Problem A -> In the Ninnindale passage, who provided the voice-over for Erica Fernandes?
Problem B -> Reproduce, word for word, the stretch of the Ninnindale passage from "Initially actress Kriti" through "Police Department (NYPD).".

Initially actress Kriti Kharbanda was set to play the female lead, however it was later reported that the former Miss India finalist, Erica Fernandes was confirmed for the role. Television actress Nandini Vittal has given voice over for Erica Fernandes in this movie. Telugu actors Brahmanandam and Sonia Deepti played key roles. Thilak Shekar played a cop from the New York Police Department (NYPD).

Soundtrack 

Audio was launched on 31 December 2013 in presence of his brother Shivrajkumar. Initially it was learnt that Mahesh Babu is going to launching the audio of Ninnindale. Later he didn't attend the function due to unknown reasons. But Mahesh Babu wished the Ninnindale team and spoke about his relation with Rajkumar's family through. The film marks the debut of Telugu director Jayanth C. Paranjee into Kannada. Producer Vijay Kumar is happy with the first rush of the film and wants the audio release to make a grand statement.

The music is composed by Mani Sharma.

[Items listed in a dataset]

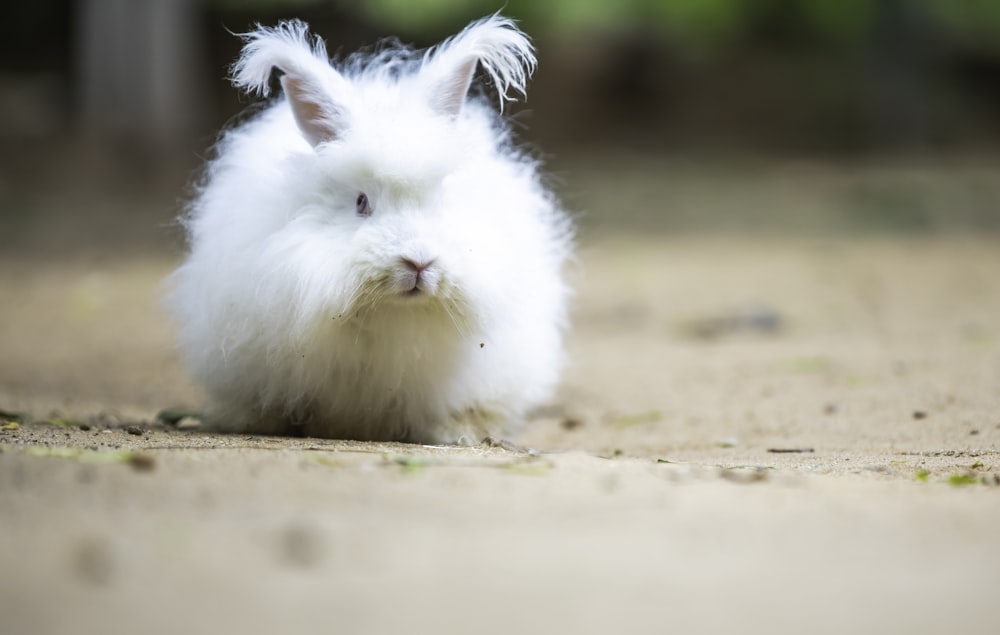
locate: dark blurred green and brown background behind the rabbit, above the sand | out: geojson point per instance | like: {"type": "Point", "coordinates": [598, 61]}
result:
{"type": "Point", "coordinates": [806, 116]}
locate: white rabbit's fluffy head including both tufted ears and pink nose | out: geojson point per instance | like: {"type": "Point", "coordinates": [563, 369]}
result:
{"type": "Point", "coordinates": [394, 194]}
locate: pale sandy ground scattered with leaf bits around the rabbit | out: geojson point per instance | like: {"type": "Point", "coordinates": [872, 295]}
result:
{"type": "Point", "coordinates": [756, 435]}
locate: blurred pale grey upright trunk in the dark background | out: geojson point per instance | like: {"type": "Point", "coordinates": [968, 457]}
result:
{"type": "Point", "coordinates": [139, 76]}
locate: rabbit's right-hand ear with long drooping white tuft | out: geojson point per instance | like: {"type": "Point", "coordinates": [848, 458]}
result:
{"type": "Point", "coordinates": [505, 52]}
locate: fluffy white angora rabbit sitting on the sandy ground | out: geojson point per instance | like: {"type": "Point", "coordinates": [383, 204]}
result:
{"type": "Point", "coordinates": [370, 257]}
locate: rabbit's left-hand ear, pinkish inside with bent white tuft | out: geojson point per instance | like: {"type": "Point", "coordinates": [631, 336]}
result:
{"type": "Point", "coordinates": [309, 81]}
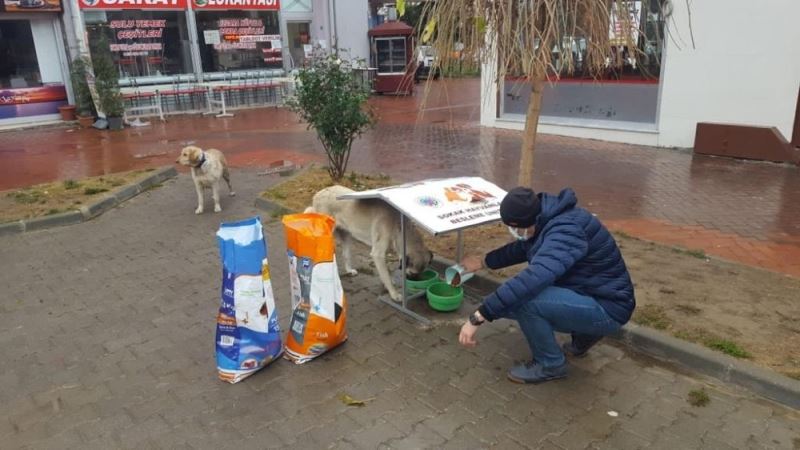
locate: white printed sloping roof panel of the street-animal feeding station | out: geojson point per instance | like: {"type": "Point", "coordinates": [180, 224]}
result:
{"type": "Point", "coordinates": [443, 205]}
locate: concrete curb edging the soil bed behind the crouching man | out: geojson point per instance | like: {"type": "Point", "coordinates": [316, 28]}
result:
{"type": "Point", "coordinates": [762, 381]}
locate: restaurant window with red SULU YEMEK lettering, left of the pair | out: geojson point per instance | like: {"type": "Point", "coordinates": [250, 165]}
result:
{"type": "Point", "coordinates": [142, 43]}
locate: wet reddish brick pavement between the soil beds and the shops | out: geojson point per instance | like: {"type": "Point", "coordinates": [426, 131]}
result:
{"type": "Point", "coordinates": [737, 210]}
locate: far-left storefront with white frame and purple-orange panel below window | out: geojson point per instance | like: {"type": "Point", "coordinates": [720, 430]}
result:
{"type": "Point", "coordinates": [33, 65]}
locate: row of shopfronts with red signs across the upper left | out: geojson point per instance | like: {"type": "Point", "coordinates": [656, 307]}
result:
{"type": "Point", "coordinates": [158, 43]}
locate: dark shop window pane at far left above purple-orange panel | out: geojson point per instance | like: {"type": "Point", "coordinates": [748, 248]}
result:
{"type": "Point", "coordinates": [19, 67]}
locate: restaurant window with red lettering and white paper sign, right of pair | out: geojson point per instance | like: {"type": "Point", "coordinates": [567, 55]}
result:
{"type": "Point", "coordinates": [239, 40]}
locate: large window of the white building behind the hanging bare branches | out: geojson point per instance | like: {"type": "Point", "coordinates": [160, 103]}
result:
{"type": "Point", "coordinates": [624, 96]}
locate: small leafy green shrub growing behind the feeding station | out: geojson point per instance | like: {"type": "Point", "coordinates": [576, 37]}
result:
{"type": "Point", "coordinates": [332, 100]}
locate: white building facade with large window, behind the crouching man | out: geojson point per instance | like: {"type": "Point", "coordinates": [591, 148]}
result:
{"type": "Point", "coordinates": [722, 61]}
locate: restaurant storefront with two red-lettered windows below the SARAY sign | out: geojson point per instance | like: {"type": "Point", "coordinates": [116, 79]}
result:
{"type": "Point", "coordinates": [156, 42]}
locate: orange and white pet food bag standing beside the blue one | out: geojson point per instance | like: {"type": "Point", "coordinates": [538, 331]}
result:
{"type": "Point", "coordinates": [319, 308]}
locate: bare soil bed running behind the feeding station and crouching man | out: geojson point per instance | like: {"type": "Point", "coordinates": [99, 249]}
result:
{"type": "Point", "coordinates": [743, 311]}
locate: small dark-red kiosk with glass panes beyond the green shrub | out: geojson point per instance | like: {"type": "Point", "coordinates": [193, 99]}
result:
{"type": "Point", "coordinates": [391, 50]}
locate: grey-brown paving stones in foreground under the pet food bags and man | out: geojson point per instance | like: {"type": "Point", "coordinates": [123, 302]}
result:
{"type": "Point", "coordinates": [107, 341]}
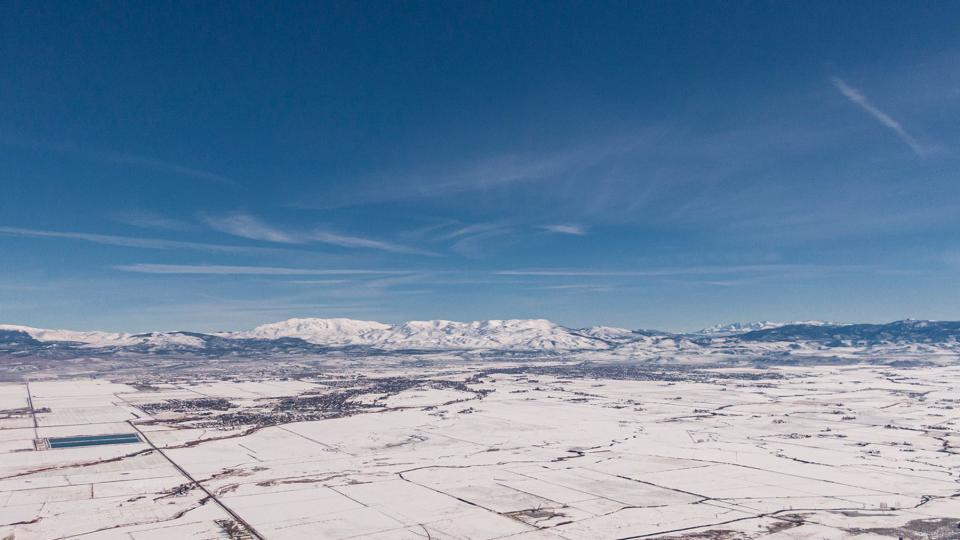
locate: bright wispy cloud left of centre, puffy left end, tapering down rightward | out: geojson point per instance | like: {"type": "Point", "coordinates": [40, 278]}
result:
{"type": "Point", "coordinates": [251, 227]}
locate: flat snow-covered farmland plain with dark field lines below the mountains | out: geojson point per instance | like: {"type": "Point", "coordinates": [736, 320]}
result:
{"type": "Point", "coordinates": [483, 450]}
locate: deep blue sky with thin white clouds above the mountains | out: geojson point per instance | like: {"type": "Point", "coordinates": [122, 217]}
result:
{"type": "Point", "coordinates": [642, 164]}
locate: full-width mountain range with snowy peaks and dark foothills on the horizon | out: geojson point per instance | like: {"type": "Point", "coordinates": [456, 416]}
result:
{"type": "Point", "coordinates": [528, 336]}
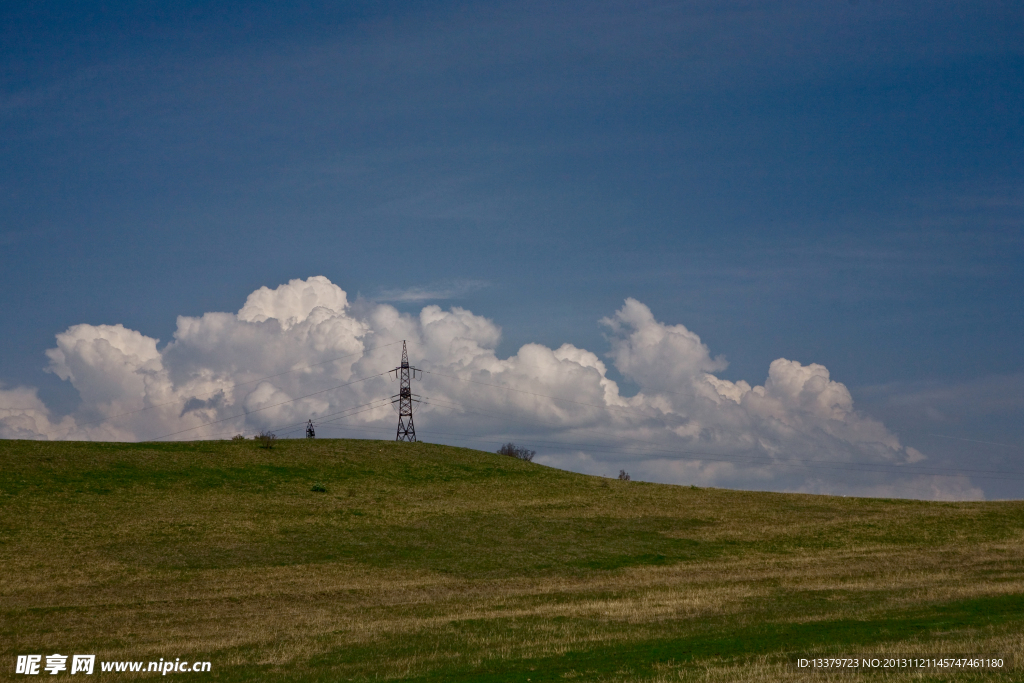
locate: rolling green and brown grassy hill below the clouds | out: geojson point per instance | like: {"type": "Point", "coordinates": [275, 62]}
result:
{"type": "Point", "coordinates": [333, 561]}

Written response A -> Television actress Nandini Vittal.

Written response B ->
Initially actress Kriti Kharbanda was set to play the female lead, however it was later reported that the former Miss India finalist, Erica Fernandes was confirmed for the role. Television actress Nandini Vittal has given voice over for Erica Fernandes in this movie. Telugu actors Brahmanandam and Sonia Deepti played key roles. Thilak Shekar played a cop from the New York Police Department (NYPD).